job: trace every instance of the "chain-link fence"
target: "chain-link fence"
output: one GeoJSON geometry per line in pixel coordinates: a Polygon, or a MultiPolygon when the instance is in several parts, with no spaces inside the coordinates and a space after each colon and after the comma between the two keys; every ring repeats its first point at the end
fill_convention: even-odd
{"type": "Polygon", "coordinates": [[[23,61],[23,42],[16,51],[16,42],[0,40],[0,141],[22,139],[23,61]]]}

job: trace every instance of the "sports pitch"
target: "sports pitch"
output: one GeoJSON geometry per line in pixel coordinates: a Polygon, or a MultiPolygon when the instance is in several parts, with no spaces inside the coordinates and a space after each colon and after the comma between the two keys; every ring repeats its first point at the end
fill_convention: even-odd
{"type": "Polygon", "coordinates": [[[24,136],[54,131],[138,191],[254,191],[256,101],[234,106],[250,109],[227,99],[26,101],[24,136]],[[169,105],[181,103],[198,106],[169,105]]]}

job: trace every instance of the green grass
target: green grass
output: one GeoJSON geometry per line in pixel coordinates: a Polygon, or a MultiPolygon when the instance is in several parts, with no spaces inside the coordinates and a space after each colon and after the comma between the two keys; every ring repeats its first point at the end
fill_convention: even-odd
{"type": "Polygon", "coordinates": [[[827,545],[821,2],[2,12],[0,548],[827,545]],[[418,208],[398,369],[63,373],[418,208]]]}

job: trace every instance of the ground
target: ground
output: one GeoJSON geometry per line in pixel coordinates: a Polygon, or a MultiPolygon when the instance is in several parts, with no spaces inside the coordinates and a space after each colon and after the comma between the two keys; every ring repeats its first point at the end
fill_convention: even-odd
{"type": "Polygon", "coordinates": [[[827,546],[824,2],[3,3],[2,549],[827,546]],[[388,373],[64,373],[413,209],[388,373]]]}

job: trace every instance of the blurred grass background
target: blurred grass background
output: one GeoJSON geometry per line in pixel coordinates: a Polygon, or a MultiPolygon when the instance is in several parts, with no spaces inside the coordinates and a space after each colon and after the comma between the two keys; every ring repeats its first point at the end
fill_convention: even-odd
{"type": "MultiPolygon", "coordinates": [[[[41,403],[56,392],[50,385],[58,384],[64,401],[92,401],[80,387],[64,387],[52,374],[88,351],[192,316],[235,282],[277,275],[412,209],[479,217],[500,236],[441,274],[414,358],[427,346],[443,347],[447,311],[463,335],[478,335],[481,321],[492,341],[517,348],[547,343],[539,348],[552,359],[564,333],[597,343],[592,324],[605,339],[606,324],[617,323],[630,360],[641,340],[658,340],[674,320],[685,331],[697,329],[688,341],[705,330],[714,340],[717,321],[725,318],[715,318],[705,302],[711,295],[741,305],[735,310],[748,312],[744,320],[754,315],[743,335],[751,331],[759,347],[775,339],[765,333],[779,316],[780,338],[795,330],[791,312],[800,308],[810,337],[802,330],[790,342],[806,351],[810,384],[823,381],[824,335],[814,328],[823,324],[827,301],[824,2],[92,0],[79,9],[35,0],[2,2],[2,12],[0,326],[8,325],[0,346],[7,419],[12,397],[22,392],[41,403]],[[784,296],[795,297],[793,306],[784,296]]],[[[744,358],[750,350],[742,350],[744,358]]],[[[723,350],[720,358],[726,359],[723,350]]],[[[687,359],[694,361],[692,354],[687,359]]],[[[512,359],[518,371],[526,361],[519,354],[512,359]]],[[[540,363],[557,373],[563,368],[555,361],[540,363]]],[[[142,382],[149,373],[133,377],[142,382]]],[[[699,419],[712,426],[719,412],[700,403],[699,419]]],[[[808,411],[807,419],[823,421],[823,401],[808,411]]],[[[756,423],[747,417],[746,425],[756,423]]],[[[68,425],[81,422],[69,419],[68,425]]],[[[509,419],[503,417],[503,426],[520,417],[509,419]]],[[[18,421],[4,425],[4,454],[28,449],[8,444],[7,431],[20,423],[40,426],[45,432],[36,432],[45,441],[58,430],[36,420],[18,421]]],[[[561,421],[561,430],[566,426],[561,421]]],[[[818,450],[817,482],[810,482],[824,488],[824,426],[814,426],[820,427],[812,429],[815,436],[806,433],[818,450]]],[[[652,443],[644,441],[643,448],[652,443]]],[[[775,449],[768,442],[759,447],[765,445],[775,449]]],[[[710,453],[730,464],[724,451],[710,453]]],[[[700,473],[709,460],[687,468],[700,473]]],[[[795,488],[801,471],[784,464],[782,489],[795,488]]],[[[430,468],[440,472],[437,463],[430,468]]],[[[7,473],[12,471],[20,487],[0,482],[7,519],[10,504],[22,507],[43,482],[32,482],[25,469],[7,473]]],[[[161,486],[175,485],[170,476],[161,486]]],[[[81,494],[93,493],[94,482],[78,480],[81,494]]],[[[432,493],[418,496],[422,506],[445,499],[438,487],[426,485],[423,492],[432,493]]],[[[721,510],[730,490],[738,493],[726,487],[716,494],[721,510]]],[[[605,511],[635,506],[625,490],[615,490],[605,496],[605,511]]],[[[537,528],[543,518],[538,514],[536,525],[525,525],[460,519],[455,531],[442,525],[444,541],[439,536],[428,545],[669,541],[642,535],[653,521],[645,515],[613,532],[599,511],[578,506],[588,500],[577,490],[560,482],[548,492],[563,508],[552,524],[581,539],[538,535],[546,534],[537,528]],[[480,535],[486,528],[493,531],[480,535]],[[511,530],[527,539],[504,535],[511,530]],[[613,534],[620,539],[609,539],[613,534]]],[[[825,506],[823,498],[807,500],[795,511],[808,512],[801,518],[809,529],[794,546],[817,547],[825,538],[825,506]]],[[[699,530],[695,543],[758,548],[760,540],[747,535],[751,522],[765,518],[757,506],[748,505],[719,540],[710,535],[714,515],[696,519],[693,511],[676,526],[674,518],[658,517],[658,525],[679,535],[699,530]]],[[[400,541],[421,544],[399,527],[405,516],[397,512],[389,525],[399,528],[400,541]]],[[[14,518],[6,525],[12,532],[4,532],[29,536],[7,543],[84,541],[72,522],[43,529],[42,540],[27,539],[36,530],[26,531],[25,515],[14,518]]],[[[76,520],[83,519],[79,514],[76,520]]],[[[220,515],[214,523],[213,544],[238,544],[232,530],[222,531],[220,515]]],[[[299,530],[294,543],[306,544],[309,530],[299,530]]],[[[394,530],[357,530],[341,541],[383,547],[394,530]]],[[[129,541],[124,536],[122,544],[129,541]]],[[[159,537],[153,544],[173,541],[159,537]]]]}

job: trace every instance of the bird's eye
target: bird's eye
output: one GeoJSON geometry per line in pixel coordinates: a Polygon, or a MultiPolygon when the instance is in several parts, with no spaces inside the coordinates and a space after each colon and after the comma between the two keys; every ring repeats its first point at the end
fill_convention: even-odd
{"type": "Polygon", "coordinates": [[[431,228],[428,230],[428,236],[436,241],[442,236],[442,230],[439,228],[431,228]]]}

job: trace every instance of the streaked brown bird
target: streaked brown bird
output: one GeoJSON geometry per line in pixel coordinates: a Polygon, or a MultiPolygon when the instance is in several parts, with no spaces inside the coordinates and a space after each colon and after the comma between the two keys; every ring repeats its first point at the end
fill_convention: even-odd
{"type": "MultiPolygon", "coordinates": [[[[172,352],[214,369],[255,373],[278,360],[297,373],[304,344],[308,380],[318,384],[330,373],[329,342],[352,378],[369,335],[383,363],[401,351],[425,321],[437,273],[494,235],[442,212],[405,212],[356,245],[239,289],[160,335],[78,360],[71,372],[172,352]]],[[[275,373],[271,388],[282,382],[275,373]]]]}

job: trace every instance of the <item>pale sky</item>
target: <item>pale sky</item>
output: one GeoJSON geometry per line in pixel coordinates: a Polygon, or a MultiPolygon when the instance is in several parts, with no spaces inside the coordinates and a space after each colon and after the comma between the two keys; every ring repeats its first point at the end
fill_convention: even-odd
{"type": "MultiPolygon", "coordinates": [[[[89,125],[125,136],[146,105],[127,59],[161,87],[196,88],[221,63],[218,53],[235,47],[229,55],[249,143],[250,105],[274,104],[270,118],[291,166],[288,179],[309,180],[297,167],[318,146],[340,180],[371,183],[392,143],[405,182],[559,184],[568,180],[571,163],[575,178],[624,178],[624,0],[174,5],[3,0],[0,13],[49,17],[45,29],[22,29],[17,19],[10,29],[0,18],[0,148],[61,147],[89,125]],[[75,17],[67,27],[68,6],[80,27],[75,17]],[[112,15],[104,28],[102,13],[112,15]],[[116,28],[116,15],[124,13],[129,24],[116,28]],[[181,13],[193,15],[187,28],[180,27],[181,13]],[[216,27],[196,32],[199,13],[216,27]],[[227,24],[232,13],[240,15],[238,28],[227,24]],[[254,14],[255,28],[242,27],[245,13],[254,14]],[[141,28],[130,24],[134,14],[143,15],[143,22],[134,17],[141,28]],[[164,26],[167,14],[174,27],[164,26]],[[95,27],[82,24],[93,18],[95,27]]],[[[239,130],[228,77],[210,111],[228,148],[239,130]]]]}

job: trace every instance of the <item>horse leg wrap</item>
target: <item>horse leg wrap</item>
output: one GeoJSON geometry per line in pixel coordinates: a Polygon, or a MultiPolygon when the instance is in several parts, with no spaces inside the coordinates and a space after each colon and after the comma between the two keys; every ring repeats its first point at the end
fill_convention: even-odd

○ ○ ○ ○

What you are asked to do | Transcribe the lines above without alteration, from the line containing "job: trace every instance of the <item>horse" through the end of the lines.

Solution for this exercise |
job: trace every instance of the <item>horse leg wrap</item>
target: <item>horse leg wrap</item>
output: one GeoJSON geometry per line in pixel coordinates: a Polygon, or a MultiPolygon when the instance is in several parts, with no spaces inside the coordinates and a space after each colon and after the comma between the two keys; every ring repeats its first point at the end
fill_convention: even-odd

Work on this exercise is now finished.